Work to complete
Identify every line in the rows below that contains the string "woman", and copy each one.

Object location annotation data:
'''
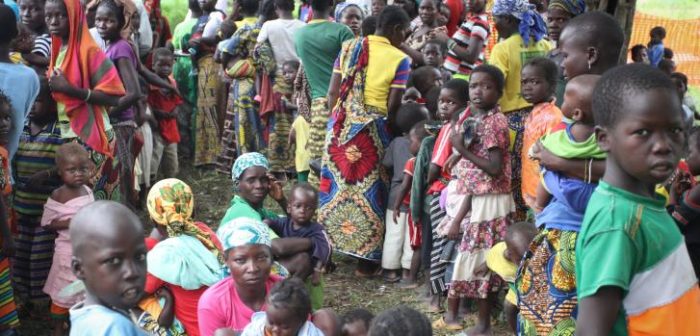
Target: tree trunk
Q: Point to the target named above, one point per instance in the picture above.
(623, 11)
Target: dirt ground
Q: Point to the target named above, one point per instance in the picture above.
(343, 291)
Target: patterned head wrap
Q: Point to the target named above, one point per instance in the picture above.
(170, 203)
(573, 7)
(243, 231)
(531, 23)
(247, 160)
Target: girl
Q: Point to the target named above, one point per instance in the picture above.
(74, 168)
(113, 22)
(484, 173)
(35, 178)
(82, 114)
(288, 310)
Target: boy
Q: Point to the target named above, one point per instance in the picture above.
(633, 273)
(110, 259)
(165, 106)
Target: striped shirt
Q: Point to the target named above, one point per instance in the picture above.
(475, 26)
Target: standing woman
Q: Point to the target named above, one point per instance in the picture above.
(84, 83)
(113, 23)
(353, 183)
'''
'''
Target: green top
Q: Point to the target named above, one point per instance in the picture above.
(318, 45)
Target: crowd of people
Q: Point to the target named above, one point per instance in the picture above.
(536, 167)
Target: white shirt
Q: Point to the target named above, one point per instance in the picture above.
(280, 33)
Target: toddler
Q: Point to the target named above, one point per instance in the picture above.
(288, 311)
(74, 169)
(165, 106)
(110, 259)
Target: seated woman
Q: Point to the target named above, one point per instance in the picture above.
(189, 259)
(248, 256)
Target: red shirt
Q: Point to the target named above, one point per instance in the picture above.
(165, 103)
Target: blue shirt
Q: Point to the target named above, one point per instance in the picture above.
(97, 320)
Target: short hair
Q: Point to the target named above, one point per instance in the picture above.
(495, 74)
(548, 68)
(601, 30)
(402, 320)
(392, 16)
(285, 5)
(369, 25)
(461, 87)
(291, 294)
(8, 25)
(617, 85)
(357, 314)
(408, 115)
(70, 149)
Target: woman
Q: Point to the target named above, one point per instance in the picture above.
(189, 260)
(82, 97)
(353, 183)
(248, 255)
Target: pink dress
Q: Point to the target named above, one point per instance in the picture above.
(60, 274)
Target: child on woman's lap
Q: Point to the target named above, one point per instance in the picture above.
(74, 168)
'''
'''
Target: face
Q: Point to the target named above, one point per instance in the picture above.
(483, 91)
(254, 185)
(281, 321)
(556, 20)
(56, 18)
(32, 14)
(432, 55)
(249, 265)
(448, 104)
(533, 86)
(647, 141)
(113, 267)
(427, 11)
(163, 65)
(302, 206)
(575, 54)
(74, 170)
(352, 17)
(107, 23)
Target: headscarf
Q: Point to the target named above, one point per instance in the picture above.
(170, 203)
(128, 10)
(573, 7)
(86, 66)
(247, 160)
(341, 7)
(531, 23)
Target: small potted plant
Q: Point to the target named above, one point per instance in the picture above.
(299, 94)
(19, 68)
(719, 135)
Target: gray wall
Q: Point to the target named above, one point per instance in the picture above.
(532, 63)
'''
Expected output
Target: standing woman
Target: seated woman
Target: woman
Target: child on woman's lap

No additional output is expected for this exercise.